● Task
Print the material below line for line, changing nothing.

+++++

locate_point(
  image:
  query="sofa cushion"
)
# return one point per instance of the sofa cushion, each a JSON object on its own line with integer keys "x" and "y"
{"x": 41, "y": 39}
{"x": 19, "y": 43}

+++++

● Output of the task
locate_point(
  image:
  query="sofa cushion"
)
# return one point per instance of the sofa cushion, each a JSON object on its own line with integer keys "x" and "y"
{"x": 41, "y": 39}
{"x": 19, "y": 43}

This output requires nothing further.